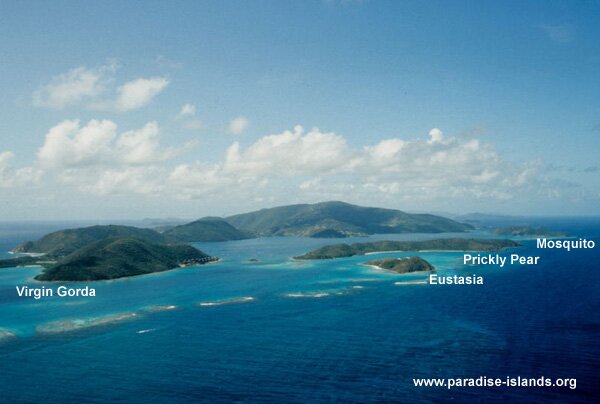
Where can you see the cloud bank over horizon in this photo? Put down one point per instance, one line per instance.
(432, 172)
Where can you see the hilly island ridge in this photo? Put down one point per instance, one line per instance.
(114, 251)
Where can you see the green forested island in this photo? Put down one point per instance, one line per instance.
(114, 251)
(339, 219)
(402, 265)
(528, 231)
(113, 258)
(447, 244)
(105, 252)
(64, 242)
(206, 229)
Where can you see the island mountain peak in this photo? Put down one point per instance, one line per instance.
(339, 219)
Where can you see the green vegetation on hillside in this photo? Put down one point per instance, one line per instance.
(64, 242)
(447, 244)
(402, 265)
(339, 219)
(121, 257)
(206, 229)
(528, 231)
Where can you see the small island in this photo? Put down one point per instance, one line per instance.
(402, 265)
(445, 244)
(112, 258)
(528, 231)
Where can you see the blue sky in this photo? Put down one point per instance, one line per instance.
(421, 106)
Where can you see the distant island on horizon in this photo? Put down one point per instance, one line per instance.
(402, 265)
(114, 251)
(447, 244)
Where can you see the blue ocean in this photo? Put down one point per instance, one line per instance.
(259, 326)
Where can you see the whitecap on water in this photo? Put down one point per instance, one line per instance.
(157, 308)
(411, 283)
(67, 325)
(6, 335)
(221, 302)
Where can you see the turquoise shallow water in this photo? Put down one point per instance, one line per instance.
(313, 331)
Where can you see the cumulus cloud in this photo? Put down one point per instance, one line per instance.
(11, 177)
(238, 125)
(76, 85)
(187, 110)
(90, 88)
(306, 164)
(187, 117)
(137, 93)
(95, 157)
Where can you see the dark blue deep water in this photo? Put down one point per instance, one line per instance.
(314, 331)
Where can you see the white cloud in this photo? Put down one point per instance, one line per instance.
(187, 110)
(11, 177)
(88, 88)
(76, 85)
(96, 158)
(137, 93)
(435, 136)
(238, 125)
(289, 166)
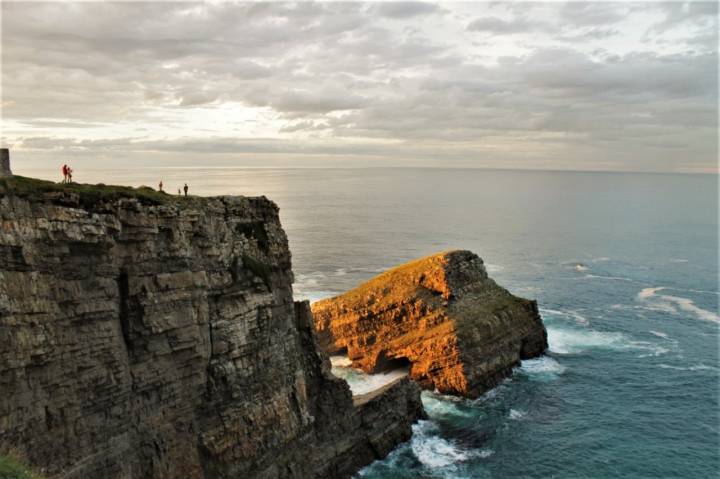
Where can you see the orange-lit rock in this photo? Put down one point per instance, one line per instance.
(460, 332)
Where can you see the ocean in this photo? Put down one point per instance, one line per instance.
(624, 267)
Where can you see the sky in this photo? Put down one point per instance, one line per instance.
(562, 86)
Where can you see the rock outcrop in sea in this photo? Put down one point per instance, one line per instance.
(459, 332)
(149, 336)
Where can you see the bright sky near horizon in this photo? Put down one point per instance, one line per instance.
(576, 86)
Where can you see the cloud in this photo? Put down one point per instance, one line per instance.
(405, 9)
(541, 83)
(499, 26)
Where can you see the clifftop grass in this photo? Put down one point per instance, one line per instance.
(87, 195)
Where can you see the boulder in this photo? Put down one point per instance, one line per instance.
(457, 329)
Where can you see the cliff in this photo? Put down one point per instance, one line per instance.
(150, 336)
(460, 332)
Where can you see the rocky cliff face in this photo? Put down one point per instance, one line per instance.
(460, 331)
(148, 337)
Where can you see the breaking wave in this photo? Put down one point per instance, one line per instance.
(543, 367)
(577, 317)
(361, 383)
(435, 452)
(674, 304)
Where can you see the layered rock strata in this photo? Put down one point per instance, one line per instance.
(149, 337)
(457, 329)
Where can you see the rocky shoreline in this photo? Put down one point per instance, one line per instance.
(443, 316)
(148, 336)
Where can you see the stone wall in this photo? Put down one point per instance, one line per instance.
(159, 341)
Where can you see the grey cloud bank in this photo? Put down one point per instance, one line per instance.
(584, 86)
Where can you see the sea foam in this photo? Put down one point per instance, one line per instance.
(674, 304)
(435, 452)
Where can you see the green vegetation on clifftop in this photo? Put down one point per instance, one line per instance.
(87, 195)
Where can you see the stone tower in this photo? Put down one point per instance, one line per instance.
(5, 162)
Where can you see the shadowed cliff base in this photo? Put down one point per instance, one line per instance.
(146, 335)
(457, 329)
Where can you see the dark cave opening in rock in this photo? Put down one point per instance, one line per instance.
(385, 363)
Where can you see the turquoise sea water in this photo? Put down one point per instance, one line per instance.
(625, 270)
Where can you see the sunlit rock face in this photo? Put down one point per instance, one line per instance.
(146, 336)
(457, 329)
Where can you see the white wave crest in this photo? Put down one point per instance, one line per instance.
(572, 341)
(340, 361)
(659, 334)
(435, 452)
(544, 366)
(674, 304)
(440, 405)
(697, 367)
(361, 383)
(574, 315)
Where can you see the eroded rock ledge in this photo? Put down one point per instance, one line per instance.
(460, 332)
(148, 336)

* [Exercise details]
Could you repeat all of the lines above with "Put down" switched to "Mark" each time it appears and nothing else altered? Leave the pictures out of your answer.

* [Reply to the exercise]
Where can you see the cloud bank over horizon in this photo? Mark one point per instance, one line per instance.
(432, 172)
Where can you see the hilly island ridge in this photo? Mark one point per instance, one line per instance.
(114, 251)
Where can you see the green forested island in this photo? Mark one point per instance, one line per instance.
(114, 251)
(339, 219)
(402, 265)
(528, 231)
(113, 258)
(447, 244)
(105, 252)
(64, 242)
(206, 229)
Where can you see the island mountain peak in this photo? Mark one point per instance, one line per instance.
(339, 219)
Where can you see the green vegetation on hillside in this photo? Mark one point per instance, one line per instance.
(64, 242)
(447, 244)
(402, 265)
(339, 219)
(121, 257)
(206, 229)
(528, 231)
Where can you see the small island in this photo? Mark one point per instance, one line per instance.
(402, 265)
(445, 244)
(112, 258)
(528, 231)
Where can you see the blue sky in this photo? Mark one point per instance, one line per instance.
(421, 106)
Where can you see the distant island on horizon in this photo? Mark one point per instance, one line per instance.
(402, 265)
(114, 251)
(447, 244)
Where can you see the blue ocean in this photo? Mark one point per instance, one line per instance.
(259, 326)
Where can you see the whitecap on water in this photo? Mark one point per instance, one line per instance.
(157, 308)
(411, 283)
(67, 325)
(6, 335)
(221, 302)
Where can you see the turquoise shallow water in this photo? Mark one point per instance, one line per instance.
(313, 331)
Where can you see the cumulus cloud in this photo? Mark one point per instance, one line per instance.
(11, 177)
(238, 125)
(76, 85)
(187, 110)
(90, 88)
(306, 164)
(187, 117)
(137, 93)
(95, 157)
Where can you see the dark blue deep water in this photo? Mark one point per instance, one line per instance.
(314, 331)
Where can you see the white cloud in this photo? Mark one point per instance, one line per instance.
(187, 110)
(11, 177)
(88, 88)
(76, 85)
(96, 158)
(137, 93)
(435, 136)
(238, 125)
(289, 166)
Where can you see the orange-lit rock in this photo? Mark one point per instance, one line per instance.
(460, 332)
Where can you see the ocean in this photo? Mark one point per instance, one line per instance.
(624, 267)
Where can you see the sky in this photo? Mark one point per instance, one line per instance.
(562, 86)
Where can you see the rock outcrop in sea in this photo? Mark one point per instance, one line per instance.
(459, 332)
(149, 336)
Where can you see the bright sky near horizon in this photo? Mark one point per instance, one line per instance.
(576, 86)
Where can you see the cloud in this photo? Mark one point per instance, one line per instance.
(405, 9)
(541, 83)
(499, 26)
Where can you see the clifftop grass in this photo? Mark one point per instance, one line per instance.
(87, 195)
Where can you see the boulder in this photo? Mark one point per instance, one line per instance.
(457, 329)
Where can you see the cliff in this photo? Mark one point per instance, one line per instance.
(150, 336)
(460, 332)
Where can you see the rocky cliff face in this photo? Mark one point per instance, one line per instance.
(460, 331)
(148, 337)
Where can you see the breaking wave in this photo? Mark one point per instance, one line per instance.
(543, 367)
(577, 317)
(361, 383)
(435, 452)
(674, 304)
Where can you see the layered rock strata in this photo? Mark one point per instance, one line per instance.
(149, 337)
(457, 329)
Where can you see the rocky shoreline in this photo? Mark one point per instance, one line per instance.
(443, 316)
(148, 336)
Where can you see the stone wall in this photo? Mark one point per instance, one line per instance.
(159, 341)
Where can you see the grey cloud bank in this photo? Mark one point per instance, one line per instance.
(584, 86)
Where can you see the sea foam in this photo? Mark one point per instance, one line per instance.
(674, 304)
(435, 452)
Where can you see the green vegetation on clifftop in this photo? Mark one point per instance, one line per instance.
(87, 195)
Where can you see the stone tower in this photo? Mark one point per instance, one line per instance.
(5, 162)
Where can you see the shadowed cliff base in this photo? Mark one point per instance, one line per instance.
(146, 335)
(457, 329)
Where can you see the dark cave opening in rock in this photo? Mark one point per instance, one line per instance.
(385, 363)
Where can you see the turquoise sea water in this photo? Mark one point per instance, one line per instance.
(625, 270)
Where can you see the sunlit rock face in this photo? Mark one point per instance, one line per instance.
(146, 336)
(457, 329)
Where can you see the white wave crest in this photo? Mark one point per instance, one line per instance.
(572, 341)
(340, 361)
(659, 334)
(435, 452)
(544, 366)
(674, 304)
(440, 405)
(697, 367)
(361, 383)
(574, 315)
Where can you see the eroded rock ledge in this photo? Mark one point per instance, one line per instance.
(460, 332)
(148, 336)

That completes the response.